**ИСХОДНЫЙ ОТРЫВОК**
################
Между нацистскими чиновниками и евреями находилась репрессивно-бюрократическая система. Отдавать преступные приказы не трудно, если не слышишь криков жертв и не видишь дыма крематория. Призывать к расстрелам легко, если расстреливать будет кто-то другой.
Но эффект близости длится недолго. Вы бывали в океанариуме? Когда видишь акулу на расстоянии вытянутой руки, по спине бежит холодок. Но скоро приходит осознание того, что от акулы нас отделяет сверхпрочное стекло – непреодолимое для обоих. И мы начинаем воспринимать морское чудовище, как будто это картинка, движущийся рисунок, а не хищник, плавающий в полуметре от нашего лица.
################
**ОПИСАНИЕ ЗАДАНИЯ**
Что, согласно отрывку, отделяет человека в океанариуме от акулы? Следующий за отрывком список — отдельный материал.

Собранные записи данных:
################
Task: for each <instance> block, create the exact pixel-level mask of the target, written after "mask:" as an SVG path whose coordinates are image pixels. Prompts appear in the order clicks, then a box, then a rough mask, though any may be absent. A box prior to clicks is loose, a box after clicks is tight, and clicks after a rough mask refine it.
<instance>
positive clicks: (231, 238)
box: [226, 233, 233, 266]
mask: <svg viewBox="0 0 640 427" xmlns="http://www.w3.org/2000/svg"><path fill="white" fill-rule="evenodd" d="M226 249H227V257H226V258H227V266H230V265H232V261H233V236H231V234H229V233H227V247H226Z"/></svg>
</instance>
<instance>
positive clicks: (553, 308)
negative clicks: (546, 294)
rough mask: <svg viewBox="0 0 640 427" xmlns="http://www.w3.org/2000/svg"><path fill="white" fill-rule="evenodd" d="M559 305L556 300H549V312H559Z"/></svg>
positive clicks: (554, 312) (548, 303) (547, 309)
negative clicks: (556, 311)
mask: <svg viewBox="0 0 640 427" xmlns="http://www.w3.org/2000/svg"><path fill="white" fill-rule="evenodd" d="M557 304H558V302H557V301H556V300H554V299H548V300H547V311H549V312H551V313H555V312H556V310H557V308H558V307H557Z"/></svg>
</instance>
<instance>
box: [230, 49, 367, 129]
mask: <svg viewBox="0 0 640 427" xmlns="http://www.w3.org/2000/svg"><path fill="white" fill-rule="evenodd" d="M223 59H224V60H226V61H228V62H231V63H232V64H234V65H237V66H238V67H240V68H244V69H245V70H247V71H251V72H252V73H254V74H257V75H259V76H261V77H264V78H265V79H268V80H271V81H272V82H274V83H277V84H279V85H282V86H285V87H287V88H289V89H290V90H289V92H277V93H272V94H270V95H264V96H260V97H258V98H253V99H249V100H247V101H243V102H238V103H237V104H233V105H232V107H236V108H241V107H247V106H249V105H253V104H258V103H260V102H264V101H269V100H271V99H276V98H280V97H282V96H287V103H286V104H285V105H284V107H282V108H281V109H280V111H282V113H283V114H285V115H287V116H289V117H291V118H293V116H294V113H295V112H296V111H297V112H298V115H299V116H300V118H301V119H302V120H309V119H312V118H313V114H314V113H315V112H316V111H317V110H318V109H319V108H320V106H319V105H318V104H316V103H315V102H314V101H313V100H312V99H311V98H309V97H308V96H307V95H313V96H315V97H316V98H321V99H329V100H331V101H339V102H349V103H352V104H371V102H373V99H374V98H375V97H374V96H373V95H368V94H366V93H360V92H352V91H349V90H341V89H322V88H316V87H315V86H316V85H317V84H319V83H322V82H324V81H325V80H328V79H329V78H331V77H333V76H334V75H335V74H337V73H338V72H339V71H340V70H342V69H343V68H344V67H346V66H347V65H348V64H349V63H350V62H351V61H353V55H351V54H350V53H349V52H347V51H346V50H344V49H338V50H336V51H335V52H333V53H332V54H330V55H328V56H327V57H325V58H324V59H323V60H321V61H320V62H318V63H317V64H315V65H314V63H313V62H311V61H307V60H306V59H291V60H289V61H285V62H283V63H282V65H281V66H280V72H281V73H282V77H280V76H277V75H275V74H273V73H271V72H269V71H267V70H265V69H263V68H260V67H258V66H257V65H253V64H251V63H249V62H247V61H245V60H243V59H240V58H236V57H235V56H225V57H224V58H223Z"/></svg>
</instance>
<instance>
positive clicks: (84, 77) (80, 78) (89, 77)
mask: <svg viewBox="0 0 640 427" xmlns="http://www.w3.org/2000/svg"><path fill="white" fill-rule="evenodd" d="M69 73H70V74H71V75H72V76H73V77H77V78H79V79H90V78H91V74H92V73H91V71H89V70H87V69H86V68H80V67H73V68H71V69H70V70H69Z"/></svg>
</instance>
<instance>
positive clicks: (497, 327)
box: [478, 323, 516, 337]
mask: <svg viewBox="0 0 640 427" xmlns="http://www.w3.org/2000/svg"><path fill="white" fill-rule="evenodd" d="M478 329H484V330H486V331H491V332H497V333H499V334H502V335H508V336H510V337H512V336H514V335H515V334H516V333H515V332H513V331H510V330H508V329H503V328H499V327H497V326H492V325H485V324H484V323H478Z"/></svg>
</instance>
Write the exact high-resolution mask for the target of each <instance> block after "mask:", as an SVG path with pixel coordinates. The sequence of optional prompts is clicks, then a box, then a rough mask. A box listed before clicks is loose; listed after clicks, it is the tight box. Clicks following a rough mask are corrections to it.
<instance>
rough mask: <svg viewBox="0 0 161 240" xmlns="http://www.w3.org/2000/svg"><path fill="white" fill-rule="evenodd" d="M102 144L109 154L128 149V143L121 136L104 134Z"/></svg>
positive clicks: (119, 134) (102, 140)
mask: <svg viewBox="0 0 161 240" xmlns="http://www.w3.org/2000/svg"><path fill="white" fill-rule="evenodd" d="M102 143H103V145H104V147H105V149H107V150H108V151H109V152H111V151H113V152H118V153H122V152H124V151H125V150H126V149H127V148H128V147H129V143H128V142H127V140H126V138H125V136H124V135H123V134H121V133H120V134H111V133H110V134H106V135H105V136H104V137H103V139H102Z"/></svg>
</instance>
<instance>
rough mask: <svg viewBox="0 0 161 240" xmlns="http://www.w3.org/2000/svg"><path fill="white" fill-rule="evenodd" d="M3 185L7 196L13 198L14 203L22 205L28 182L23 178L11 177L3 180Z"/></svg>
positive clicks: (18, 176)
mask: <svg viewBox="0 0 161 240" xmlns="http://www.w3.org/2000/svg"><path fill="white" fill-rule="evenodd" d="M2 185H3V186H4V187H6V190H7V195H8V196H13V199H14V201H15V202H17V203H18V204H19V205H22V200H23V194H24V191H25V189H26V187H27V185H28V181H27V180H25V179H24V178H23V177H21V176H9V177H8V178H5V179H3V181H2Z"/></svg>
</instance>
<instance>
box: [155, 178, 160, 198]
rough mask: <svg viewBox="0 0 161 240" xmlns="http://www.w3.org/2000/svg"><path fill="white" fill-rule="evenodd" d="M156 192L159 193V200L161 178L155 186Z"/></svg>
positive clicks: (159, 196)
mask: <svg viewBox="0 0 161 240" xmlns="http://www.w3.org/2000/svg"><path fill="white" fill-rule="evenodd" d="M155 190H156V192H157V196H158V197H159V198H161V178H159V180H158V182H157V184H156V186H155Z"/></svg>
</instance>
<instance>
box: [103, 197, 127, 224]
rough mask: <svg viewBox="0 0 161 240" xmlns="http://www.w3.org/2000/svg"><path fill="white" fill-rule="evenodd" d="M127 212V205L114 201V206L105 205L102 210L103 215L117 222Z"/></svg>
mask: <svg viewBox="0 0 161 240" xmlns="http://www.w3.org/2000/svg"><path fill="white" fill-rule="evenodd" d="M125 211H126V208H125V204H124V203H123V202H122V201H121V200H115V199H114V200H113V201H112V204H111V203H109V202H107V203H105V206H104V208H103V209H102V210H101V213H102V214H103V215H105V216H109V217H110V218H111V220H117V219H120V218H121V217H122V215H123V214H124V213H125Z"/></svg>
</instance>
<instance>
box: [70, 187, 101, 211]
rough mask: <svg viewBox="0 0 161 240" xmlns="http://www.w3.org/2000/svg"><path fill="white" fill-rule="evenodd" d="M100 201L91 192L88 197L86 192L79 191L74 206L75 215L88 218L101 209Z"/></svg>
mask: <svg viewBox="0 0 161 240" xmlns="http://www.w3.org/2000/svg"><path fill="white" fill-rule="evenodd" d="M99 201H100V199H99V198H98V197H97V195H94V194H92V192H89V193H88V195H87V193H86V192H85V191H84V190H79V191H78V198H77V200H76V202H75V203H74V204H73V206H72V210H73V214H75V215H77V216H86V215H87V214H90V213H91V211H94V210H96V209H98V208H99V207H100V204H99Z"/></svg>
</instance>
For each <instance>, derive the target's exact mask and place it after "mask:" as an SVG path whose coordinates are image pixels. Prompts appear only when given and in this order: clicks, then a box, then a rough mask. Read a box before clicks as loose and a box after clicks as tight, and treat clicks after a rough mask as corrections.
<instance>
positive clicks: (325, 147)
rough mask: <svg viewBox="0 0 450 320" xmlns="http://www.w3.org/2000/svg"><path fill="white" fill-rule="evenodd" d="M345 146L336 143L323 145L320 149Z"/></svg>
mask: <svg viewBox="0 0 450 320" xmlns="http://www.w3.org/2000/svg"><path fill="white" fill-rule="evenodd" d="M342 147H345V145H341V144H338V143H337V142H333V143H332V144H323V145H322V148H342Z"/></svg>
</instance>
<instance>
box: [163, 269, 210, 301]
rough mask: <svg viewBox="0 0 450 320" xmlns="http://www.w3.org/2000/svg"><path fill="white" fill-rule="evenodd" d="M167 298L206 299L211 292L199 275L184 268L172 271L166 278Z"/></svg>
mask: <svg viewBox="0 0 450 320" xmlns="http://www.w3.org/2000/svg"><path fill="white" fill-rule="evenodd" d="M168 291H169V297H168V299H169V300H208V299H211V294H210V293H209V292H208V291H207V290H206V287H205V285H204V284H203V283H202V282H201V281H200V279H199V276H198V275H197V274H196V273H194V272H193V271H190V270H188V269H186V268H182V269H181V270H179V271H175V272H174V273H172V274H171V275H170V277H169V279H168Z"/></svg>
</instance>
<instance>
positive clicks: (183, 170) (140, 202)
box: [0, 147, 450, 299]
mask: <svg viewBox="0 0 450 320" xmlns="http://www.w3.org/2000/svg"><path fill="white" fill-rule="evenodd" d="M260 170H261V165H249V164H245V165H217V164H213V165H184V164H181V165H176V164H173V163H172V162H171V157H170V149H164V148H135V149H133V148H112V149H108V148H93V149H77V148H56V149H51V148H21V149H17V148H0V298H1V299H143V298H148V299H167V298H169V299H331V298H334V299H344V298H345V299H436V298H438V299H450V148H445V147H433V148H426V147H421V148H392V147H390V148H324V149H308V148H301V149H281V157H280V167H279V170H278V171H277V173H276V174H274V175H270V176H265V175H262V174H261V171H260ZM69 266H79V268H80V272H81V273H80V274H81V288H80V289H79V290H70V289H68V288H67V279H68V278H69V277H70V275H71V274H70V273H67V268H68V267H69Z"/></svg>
################
**РЕШЕНИЕ ЗАДАНИЯ**
Сверхпрочное стекло, непреодолимое для обоих.